**SHORT PROBLEM**
Reproduce verbatim the stretch from the first line of the data through the line containing "129 123 L 116", with both of these lines included.

**EXTRACTED ENTRIES**
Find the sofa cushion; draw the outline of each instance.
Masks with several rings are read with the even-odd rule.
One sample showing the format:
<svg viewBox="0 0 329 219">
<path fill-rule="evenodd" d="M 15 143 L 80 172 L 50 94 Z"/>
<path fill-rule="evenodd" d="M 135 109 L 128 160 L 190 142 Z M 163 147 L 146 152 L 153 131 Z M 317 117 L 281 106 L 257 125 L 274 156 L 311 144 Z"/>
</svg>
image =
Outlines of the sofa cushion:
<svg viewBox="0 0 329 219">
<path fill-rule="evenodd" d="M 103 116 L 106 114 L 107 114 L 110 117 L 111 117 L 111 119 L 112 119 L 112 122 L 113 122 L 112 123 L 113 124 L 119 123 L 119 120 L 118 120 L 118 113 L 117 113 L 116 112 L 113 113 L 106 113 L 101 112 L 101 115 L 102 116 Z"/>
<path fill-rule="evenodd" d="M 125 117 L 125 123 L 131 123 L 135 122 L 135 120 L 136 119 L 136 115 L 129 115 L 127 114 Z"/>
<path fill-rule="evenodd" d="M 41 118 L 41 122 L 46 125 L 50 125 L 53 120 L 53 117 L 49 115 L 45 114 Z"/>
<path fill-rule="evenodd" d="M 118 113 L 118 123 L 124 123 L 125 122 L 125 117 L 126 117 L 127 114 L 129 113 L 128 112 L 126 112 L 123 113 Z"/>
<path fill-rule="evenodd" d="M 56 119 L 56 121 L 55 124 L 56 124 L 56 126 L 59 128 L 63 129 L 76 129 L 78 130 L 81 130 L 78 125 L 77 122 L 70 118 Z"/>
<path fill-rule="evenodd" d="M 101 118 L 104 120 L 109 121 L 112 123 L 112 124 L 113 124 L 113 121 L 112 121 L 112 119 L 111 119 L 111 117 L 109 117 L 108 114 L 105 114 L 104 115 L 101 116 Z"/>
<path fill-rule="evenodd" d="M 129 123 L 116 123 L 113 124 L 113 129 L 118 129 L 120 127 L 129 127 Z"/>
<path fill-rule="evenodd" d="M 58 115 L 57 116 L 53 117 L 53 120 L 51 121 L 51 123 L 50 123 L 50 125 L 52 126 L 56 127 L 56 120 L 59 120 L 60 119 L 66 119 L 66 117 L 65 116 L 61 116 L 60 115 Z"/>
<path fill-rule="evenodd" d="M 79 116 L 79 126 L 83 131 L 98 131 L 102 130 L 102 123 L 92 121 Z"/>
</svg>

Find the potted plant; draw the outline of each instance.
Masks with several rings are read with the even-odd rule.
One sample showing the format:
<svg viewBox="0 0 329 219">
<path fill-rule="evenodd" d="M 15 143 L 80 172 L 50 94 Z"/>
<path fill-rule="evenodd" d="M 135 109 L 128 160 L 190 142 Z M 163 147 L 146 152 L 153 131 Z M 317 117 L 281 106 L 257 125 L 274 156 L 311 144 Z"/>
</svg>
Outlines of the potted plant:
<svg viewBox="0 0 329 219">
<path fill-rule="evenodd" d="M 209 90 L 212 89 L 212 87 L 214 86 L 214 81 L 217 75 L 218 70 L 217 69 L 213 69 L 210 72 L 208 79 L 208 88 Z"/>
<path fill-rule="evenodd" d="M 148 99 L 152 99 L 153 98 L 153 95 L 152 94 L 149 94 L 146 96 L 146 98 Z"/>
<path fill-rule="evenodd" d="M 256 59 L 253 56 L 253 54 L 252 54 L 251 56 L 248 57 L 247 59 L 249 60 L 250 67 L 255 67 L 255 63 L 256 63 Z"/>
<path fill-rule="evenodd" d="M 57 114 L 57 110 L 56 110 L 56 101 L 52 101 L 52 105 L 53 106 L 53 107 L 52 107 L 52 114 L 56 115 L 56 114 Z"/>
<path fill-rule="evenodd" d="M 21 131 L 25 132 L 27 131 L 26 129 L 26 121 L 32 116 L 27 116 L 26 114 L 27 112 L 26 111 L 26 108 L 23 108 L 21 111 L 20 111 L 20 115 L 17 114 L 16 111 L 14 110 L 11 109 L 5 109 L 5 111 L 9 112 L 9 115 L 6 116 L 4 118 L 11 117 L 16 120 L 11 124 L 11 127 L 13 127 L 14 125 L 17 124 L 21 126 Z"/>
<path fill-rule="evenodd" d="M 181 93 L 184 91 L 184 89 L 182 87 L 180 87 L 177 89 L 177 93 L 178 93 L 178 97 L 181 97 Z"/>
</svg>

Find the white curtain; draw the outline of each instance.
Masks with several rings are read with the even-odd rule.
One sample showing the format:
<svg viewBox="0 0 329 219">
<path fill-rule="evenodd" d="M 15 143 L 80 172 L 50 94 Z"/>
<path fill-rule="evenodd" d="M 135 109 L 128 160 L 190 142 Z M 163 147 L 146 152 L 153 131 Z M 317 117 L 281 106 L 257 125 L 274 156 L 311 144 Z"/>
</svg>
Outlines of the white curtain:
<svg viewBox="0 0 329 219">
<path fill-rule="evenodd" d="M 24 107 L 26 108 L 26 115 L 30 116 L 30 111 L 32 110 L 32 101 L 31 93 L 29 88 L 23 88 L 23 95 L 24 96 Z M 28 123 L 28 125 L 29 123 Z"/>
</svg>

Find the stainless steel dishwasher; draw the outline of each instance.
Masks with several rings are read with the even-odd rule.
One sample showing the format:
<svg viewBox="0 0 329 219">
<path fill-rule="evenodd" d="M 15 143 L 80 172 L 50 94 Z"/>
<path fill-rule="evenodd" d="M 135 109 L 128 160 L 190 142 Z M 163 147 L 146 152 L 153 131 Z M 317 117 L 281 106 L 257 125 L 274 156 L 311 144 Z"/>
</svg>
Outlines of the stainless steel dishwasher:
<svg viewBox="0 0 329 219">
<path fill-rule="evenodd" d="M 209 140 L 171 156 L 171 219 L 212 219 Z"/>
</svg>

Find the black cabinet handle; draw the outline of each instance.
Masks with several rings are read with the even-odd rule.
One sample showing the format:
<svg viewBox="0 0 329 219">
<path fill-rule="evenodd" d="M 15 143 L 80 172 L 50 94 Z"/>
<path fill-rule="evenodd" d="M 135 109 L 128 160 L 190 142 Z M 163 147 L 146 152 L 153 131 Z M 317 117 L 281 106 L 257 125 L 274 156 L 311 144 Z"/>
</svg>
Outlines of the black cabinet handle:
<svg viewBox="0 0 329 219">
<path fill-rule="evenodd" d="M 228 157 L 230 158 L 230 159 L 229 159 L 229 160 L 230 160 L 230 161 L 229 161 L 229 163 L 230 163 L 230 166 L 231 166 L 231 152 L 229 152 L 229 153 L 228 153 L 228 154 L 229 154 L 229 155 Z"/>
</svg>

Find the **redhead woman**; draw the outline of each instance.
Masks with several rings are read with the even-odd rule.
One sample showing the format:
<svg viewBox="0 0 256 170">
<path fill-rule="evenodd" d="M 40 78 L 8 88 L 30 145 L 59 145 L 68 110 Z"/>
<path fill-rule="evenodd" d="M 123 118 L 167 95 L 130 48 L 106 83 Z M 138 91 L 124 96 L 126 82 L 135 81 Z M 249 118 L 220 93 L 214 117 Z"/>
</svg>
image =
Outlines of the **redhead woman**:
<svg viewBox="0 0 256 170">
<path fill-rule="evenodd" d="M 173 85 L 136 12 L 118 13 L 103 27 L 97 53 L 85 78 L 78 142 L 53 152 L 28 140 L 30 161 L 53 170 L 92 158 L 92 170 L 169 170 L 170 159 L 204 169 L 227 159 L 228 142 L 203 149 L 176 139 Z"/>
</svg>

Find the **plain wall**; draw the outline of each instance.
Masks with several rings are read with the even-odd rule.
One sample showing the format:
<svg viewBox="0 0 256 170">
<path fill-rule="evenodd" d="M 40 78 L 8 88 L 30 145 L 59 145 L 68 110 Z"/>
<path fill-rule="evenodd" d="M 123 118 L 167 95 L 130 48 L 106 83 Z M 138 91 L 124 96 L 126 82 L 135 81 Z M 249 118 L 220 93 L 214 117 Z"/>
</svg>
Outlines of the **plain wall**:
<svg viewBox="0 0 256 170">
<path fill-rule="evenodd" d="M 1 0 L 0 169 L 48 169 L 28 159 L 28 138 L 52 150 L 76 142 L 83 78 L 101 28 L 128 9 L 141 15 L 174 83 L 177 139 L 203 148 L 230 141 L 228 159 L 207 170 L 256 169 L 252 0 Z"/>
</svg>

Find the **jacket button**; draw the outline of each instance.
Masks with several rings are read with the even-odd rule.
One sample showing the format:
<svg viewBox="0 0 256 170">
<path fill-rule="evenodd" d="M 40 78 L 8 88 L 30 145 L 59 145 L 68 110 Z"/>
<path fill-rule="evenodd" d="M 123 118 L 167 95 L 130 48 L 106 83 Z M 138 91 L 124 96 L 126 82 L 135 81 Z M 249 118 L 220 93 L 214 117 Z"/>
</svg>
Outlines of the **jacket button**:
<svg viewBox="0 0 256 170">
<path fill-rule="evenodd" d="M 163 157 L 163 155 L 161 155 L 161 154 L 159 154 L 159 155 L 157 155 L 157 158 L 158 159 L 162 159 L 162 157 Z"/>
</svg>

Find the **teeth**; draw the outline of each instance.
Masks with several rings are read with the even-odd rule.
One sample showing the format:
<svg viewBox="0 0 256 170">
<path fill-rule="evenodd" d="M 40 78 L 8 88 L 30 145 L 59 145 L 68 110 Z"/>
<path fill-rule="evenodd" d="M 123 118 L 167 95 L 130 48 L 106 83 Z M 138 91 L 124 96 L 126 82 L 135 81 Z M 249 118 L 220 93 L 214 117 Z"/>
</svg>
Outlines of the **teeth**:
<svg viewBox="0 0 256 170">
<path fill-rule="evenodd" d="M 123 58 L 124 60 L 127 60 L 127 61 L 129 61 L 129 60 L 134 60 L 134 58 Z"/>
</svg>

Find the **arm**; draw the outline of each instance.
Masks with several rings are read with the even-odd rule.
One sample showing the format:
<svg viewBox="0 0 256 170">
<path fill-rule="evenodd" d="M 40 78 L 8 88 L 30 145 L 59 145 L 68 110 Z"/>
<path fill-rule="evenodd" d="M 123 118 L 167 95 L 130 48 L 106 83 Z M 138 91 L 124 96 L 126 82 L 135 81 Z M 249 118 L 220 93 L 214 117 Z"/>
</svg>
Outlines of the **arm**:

**OUTPUT OF THE TASK**
Find the sofa cushion; draw the outline of each instance.
Masks with several rings are read with the even-odd rule.
One sample showing the format:
<svg viewBox="0 0 329 219">
<path fill-rule="evenodd" d="M 15 143 L 80 172 L 50 94 Z"/>
<path fill-rule="evenodd" d="M 135 109 L 128 160 L 190 142 Z M 163 147 L 146 152 L 153 131 Z M 317 117 L 281 106 L 257 125 L 274 156 L 311 144 Z"/>
</svg>
image =
Outlines of the sofa cushion:
<svg viewBox="0 0 329 219">
<path fill-rule="evenodd" d="M 103 116 L 106 114 L 107 114 L 110 117 L 111 117 L 111 119 L 112 119 L 112 122 L 113 122 L 112 123 L 113 124 L 119 123 L 119 120 L 118 120 L 118 113 L 117 113 L 116 112 L 113 113 L 106 113 L 101 112 L 101 115 L 102 116 Z"/>
<path fill-rule="evenodd" d="M 125 117 L 125 123 L 131 123 L 135 122 L 135 120 L 136 119 L 136 115 L 129 115 L 127 114 Z"/>
<path fill-rule="evenodd" d="M 41 118 L 41 122 L 46 125 L 50 125 L 53 120 L 53 117 L 49 115 L 45 114 Z"/>
<path fill-rule="evenodd" d="M 118 113 L 118 123 L 124 123 L 125 122 L 125 117 L 126 117 L 127 114 L 129 113 L 128 112 L 126 112 L 123 113 Z"/>
<path fill-rule="evenodd" d="M 56 119 L 56 121 L 55 124 L 56 124 L 56 126 L 59 128 L 63 129 L 76 129 L 78 130 L 81 130 L 78 125 L 77 122 L 70 118 Z"/>
<path fill-rule="evenodd" d="M 101 118 L 104 120 L 109 121 L 112 123 L 112 124 L 113 124 L 113 121 L 112 121 L 112 119 L 111 119 L 111 117 L 109 117 L 108 114 L 105 114 L 104 115 L 101 116 Z"/>
<path fill-rule="evenodd" d="M 129 123 L 116 123 L 113 124 L 113 129 L 118 129 L 120 127 L 129 127 Z"/>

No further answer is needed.